=== Source extract ===
Kratom may sound something out of Superman, but the herbal supplement is the latest drug to be banned from minors in Illinois.
A new state law takes effect Jan. 1 prohibiting youngsters from getting their hands on the plant known as Mitragyna speciosa from southeast Asia. Commonly sold in a concentrated pill form, it can offer a high similar to Vicodin or heroin but is legally sold in stores, officials said.
"When people are purchasing things from the store, they believe it's safe to ingest," said Rep. Dennis Reboletti, R-Elmhurst, who led the effort to ban kratom.
The former Will County prosecutor said there haven't been any known overdose deaths in the area. He said kratom hasn't been regulated federally because it hasn't been studied enough.
"I think if you wait for the federal government to regulate something like this, you'll be waiting forever," Reboletti said.
Kratom is marketed as a pain reliever and some claim it can be used to help wean people off of heroin.
Addiction is a primary concern for law enforcement officials.
The U.S. Drug Enforcement Administration said kratom is on its list of drugs and chemicals of concern. Kratom as a synthetic drug has also been banned statewide in Indiana, and other states are reportedly considering regulation too.
===
__Prompt A__
Answer these questions from the kratom article:
(i) On what date does the new Illinois law take effect?
(ii) Who led the effort to ban kratom?
(iii) Which other state has banned kratom statewide?
__Prompt B__
Reproduce the kratom article word for word from "The former Will" to "considering regulation too.".
The records that come next are separate material and have nothing to do with the kratom article.
=== Material provided ===
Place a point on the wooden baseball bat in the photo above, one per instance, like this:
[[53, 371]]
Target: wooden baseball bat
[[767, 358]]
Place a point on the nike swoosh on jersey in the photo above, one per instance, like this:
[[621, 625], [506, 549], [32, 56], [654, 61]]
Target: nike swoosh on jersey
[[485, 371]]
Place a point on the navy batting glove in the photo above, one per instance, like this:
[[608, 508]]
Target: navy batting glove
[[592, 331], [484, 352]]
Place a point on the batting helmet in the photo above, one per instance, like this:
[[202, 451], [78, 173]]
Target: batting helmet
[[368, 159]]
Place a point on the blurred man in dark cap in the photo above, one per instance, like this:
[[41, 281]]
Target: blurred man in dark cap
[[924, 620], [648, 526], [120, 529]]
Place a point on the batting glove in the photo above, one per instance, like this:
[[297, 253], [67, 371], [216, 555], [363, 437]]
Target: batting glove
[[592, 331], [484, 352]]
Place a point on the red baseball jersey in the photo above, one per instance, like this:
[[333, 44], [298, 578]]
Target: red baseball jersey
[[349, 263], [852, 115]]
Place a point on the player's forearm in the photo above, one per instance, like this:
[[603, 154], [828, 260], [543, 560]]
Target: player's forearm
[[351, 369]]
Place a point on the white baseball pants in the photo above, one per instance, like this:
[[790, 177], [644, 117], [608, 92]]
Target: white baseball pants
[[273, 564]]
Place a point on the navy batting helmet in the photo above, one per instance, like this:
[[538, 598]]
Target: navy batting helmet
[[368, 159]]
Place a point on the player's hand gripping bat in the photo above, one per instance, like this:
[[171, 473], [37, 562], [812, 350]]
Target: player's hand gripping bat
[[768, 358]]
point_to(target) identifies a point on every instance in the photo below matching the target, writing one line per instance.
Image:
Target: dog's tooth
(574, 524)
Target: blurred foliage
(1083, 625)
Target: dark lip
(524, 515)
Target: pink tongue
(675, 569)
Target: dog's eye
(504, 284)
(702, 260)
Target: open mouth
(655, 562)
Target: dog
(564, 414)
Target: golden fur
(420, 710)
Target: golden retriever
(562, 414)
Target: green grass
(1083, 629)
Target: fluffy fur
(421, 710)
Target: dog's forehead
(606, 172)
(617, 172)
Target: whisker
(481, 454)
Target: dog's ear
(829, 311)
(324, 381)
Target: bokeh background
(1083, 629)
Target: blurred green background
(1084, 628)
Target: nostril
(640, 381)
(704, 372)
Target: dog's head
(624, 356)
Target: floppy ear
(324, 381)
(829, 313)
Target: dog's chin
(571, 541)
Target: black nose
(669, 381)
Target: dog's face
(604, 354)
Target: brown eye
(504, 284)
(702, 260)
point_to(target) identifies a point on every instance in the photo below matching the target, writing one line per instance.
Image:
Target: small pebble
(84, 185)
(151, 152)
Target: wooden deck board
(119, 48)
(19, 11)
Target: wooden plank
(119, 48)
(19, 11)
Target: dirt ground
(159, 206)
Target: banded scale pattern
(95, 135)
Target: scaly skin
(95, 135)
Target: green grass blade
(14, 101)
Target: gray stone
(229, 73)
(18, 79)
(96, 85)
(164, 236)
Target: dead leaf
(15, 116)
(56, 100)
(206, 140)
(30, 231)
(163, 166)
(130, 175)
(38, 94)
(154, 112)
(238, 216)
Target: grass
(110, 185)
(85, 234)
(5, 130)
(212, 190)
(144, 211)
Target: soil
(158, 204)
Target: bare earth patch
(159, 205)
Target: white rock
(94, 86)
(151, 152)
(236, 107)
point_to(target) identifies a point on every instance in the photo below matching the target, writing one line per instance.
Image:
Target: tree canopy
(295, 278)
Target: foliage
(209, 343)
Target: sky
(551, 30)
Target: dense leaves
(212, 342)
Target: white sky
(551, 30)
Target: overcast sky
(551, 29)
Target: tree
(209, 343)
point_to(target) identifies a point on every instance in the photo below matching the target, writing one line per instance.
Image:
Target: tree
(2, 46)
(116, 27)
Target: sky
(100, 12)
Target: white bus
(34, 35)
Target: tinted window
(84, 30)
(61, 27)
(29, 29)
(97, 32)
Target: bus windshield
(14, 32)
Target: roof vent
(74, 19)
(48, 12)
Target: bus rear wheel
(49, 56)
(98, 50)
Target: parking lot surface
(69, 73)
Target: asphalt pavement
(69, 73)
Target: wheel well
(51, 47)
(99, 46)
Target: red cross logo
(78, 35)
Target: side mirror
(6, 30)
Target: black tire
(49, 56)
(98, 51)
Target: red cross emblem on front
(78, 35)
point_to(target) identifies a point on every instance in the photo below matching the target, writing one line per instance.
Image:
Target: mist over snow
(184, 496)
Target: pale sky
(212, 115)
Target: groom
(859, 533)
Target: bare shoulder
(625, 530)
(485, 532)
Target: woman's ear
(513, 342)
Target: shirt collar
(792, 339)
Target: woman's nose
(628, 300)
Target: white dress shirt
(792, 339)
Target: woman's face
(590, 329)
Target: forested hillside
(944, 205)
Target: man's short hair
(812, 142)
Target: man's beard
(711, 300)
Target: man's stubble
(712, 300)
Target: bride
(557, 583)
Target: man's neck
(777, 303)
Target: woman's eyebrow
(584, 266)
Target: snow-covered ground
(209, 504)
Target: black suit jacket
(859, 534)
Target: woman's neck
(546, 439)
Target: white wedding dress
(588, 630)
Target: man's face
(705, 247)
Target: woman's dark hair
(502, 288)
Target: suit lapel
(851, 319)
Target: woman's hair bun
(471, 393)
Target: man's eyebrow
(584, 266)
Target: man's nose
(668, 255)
===
__Answer box A__
(i) Jan. 1
(ii) Rep. Dennis Reboletti, R-Elmhurst
(iii) Indiana

__Answer box B__
The former Will County prosecutor said there haven't been any known overdose deaths in the area. He said kratom hasn't been regulated federally because it hasn't been studied enough.
"I think if you wait for the federal government to regulate something like this, you'll be waiting forever," Reboletti said.
Kratom is marketed as a pain reliever and some claim it can be used to help wean people off of heroin.
Addiction is a primary concern for law enforcement officials.
The U.S. Drug Enforcement Administration said kratom is on its list of drugs and chemicals of concern. Kratom as a synthetic drug has also been banned statewide in Indiana, and other states are reportedly considering regulation too.